Reproduce the records that follow exactly as they are written.

(Records excerpted from a collection)
##########

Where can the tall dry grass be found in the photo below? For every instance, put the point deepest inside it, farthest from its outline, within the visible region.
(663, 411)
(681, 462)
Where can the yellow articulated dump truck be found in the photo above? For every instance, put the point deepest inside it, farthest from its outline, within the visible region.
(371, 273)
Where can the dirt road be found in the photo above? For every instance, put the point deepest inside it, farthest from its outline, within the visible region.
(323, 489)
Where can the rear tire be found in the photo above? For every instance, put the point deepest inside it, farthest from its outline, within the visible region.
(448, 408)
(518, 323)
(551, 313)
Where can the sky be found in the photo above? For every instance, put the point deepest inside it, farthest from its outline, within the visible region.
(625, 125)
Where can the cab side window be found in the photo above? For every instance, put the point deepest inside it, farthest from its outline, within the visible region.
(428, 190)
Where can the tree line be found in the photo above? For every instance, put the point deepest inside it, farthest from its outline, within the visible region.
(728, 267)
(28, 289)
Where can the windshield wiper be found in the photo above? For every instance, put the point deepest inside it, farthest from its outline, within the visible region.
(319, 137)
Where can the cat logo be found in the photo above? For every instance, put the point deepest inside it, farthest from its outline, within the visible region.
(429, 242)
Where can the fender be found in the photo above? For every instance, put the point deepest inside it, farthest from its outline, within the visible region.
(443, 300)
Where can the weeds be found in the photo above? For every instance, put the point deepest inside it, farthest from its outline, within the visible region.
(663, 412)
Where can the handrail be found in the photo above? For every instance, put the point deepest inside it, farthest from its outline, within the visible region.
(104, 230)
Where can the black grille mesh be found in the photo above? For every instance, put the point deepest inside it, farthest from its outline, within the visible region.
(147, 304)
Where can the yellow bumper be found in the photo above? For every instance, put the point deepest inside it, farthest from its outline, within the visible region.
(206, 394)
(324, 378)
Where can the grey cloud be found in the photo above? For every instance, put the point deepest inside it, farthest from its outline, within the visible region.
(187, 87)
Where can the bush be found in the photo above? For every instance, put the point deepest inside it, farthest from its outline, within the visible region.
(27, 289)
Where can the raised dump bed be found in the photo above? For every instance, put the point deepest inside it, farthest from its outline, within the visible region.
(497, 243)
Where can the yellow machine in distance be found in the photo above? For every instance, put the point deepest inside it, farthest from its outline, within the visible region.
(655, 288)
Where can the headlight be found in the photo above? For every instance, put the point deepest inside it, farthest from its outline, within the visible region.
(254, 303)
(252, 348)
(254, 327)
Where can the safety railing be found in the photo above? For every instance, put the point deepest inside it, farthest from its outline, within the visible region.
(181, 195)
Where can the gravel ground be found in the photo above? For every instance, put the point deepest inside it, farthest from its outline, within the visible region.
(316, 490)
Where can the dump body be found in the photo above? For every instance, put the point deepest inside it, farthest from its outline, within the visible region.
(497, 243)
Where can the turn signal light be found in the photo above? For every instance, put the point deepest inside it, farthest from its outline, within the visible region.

##########

**Answer to this exercise**
Where can the tall dry grass be found in the photo below? For every instance, put the point deepest inside it, farthest from its outline, within the visible region.
(663, 411)
(681, 462)
Where can the yellow articulated dump truck be found in the photo above? For every instance, put the point deepest inside it, farthest from its outline, within the visible region.
(371, 273)
Where can the dirt road be found in the photo above? For every instance, put the point deepest inside it, farthest from its outline, within the visible region.
(323, 489)
Where can the rear tire be found in the photo above? For every instance, put the point deepest inside it, farthest from its outline, within the visible region.
(448, 408)
(518, 323)
(551, 313)
Where can the sky be found in the photo above? For every instance, put the point deepest inside it, farthest from its outline, within the visible region.
(625, 125)
Where can the cab side window be found in the photo above? For every instance, put the point deepest inside it, farthest from its outline, within the visible region.
(428, 190)
Where can the tree line be found in the photo above? For every instance, put the point deepest inside it, farthest from its outline, within the visible region.
(728, 267)
(28, 289)
Where can the windshield wiper be found in the photo above? For every instance, put the point deepest inside it, farthest from its outline, within the visible region.
(319, 137)
Where can the cat logo be found in the photo above? For every instance, put the point deepest inside it, farthest from its outline, within the visible region.
(429, 242)
Where can the fender be found in the photo above? For every instance, put the point deepest inside it, farthest from its outline, within the visible region.
(443, 300)
Where can the weeds be found in the photo above? For every instance, put the point deepest inside it, farthest from its outline, within the visible region.
(663, 412)
Where can the handrail be found in the photo above? For every instance, put the point deepest inside it, farthest from its outline, within the visible region.
(104, 230)
Where can the black grille mesh be found in the photo above? For every instance, put the point deepest inside it, farthest from its outline, within the visible region.
(147, 304)
Where can the yellow bumper be found in the photo above? For every instance, put the point deepest inside it, farthest from its outline, within the visible region.
(206, 394)
(324, 378)
Where can the grey cloud be found in the photo above? For every instance, put the point deepest inside it, farthest from its outline, within the visible region.
(187, 87)
Where can the bush be found in the photo above? For every instance, put the point deepest inside it, farthest from its outline, within the visible region.
(27, 289)
Where can the raised dump bed be found in the photo above? For every instance, put the point deepest inside it, farthest from its outline, within the visible region.
(497, 243)
Where can the yellow machine in distance be found in the photo above? For every instance, put the point deepest inside it, farthest from its outline, within the visible region.
(655, 288)
Where can the headlight be found in the photo above? For every instance, put the point deepest inside it, farthest from its outline, within the visible region.
(254, 303)
(252, 348)
(254, 327)
Where can the safety railing be found in the photo above? For every instance, put the point deepest inside it, farthest from its outline, within the visible region.
(181, 195)
Where can the gravel ground be found in the photo above? For every instance, put the point deepest inside it, farthest from its outline, within the visible region.
(316, 490)
Where can the dump body be found in the photo above? For every instance, put the point deepest inside it, farthest from its outline, within the visible region.
(497, 243)
Where can the turn signal light be found in the photo above? For every instance, put the point deepest inside it, farthest from its outline, within the visible region.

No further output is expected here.